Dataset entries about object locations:

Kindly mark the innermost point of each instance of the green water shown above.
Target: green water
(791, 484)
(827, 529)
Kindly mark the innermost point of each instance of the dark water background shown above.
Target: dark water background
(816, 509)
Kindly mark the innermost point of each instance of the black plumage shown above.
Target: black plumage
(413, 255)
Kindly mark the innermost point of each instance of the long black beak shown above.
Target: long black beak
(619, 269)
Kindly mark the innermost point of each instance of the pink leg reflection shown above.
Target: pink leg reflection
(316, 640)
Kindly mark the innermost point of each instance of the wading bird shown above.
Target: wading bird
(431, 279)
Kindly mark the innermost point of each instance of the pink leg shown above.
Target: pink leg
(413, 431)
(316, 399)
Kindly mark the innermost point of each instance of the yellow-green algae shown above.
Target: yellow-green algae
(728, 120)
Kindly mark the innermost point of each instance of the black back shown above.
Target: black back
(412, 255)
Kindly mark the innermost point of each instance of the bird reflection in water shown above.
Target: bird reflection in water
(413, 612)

Problem to solve:
Please reproduce every one of the entries above in full, requests included, rescaling each coordinate in the answers by a factor of 1.1. Round every result to a whole number, with halves rounded up.

Full output:
Kindly mark the innermost point of each instance of the green water shown above.
Target: green water
(870, 532)
(910, 582)
Kindly mark the innermost point of each instance of the dark water background shown above.
Target: dark water background
(898, 560)
Kindly mark the innermost point of each instance of the black plumage shown above.
Target: black plumage
(454, 281)
Kindly mark the innermost point of each instance of the long black beak shown above.
Target: long black beak
(681, 296)
Kindly mark the innermost point of each instance of the pink leg reflection shown above.
Target: pink leg reflection
(348, 704)
Kindly mark the innermost point of each instance of the wading bird shown above.
Target: wading bird
(474, 307)
Kindly mark the innermost point of each instance of the pink leg shown above.
Target: pink leg
(454, 474)
(348, 439)
Kindly mark the innermost point of each instance of the yellow-green algae shown above.
Target: yellow-green algae
(801, 132)
Kindly mark the innermost point of each instance of the black back shown above.
Target: black back
(453, 281)
Kindly mark the innermost point of each instance of the bird reflection in water shown above.
Target: bird reflection in water
(454, 673)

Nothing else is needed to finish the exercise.